PASSAGE
● ● ● ● ●

Farmworkers harvesting in a field
Getty Images
Farm workers harvesting yellow bell peppers near Gilroy, California.

The Trump administration admitted this month that its immigration crackdown is hitting farms hard — and risking food shortages and higher prices.

The warning came buried in a filing to the Federal Registrar, saying the speed and scale of efforts to enforce immigration laws will lead to “significant labor market effects in the agricultural sector, which has long been pushed to depend on a workforce with a high proportion of illegal aliens.”

Well, there was a point at which the farming industry wasn’t so dependent on illegal workers. In the 1940s and '50s, the Bracero Program allowed millions of Mexican men to come to the U.S. legally to work on farms and railroads. But the program ended in the 1960s amid concerns about exploitation — and helped spur farmworkers to unionize under the late Cesar Chavez.

Now, as farmers are worried about letting crops rot in the fields, there’s talk of bringing back the Bracero Program, or something like it. And Gustavo Arellano says that’s an idea that could open a door to abuse. Arellano is a columnist for the Los Angeles Times.

Full conversation

LAUREN GILGER: So I outlined some of the history of the Bracero Program there. You have family who are part of it, right?

GUSTAVO ARELLANO: Oh, yeah. My grandpa from my dad’s side. He was a bracero. And hundreds, if not thousands of men from where my family, both my mom and my dad are from in Mexico, in Jerez, Zacatecas, went there from the ’40s through the ’60s. And some of the people you know about and other people, like, I’m just finding out, which — It just speaks to how deep, deeply rooted this program was all across rural Mexico during that time.

Gustavo Arellano
Gustavo Arellano
Gustavo Arellano

GILGER: Yeah. OK, so you wrote a column recently about a family friend of yours who was part of this program. Tell us about him.

ARELLANO: Yeah. Manuel Alvarado. Comes from a little village, a rancho called La Cañada in Jerez, and a good friend with my dad. I’ve known him my entire life. But again, until recently, I asked my dad, like, “Hey, do you know any braceros?” “Oh, yeah. Let me call some people.”

And all of a sudden, Manuel pops up, 85 years old. I went to his house in Anaheim, and he told me about the three years that he was able to be a bracero from ... 1961 through 1964. Because the program ended in ’64.

GILGER: Yeah. OK, so tell us about his experience, his memories of this. He really seems to remember it like the back of his hand.

ARELLANO: Oh my God. Like, he knew how much they were paying him. From Colorado, near La Junta, down to Dell City, Texas, out in Sacramento and Stockton.

● ● ● ● ●

PARTS OF THE EXERCISE
1. Reproduce the stretch of the Bracero Program interview from "ARELLANO: Yeah. Manuel" through "Sacramento and Stockton.".
2. Translate this sentence from the Bracero Program interview into Spanish: "In the 1940s and '50s, the Bracero Program allowed millions of Mexican men to come to the U.S. legally to work on farms and railroads."
3. Answer these questions from the Bracero Program interview:
(a) Which newspaper is Gustavo Arellano a columnist for?
(b) How old is Manuel Alvarado?
(c) In what city is Manuel Alvarado's house?

PROVIDED DATA
● ● ● ● ●

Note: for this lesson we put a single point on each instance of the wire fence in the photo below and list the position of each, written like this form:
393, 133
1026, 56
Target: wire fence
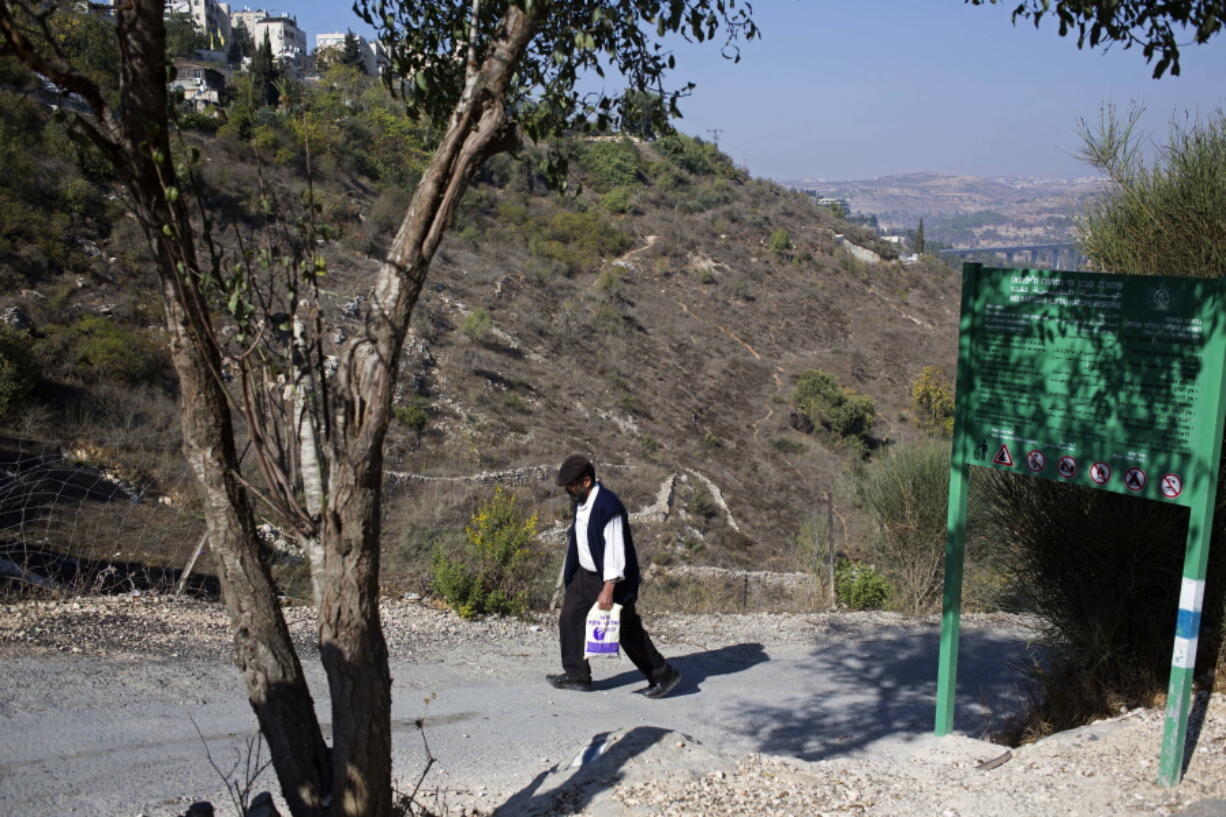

● ● ● ● ●

EXERCISE RESULTS
1.
ARELLANO: Yeah. Manuel Alvarado. Comes from a little village, a rancho called La Cañada in Jerez, and a good friend with my dad. I’ve known him my entire life. But again, until recently, I asked my dad, like, “Hey, do you know any braceros?” “Oh, yeah. Let me call some people.”

And all of a sudden, Manuel pops up, 85 years old. I went to his house in Anaheim, and he told me about the three years that he was able to be a bracero from ... 1961 through 1964. Because the program ended in ’64.

GILGER: Yeah. OK, so tell us about his experience, his memories of this. He really seems to remember it like the back of his hand.

ARELLANO: Oh my God. Like, he knew how much they were paying him. From Colorado, near La Junta, down to Dell City, Texas, out in Sacramento and Stockton.

2. En las décadas de 1940 y 1950, el Programa Bracero permitió que millones de hombres mexicanos vinieran legalmente a los Estados Unidos para trabajar en granjas y ferrocarriles.

3.
(a) The Los Angeles Times
(b) 85 years old
(c) Anaheim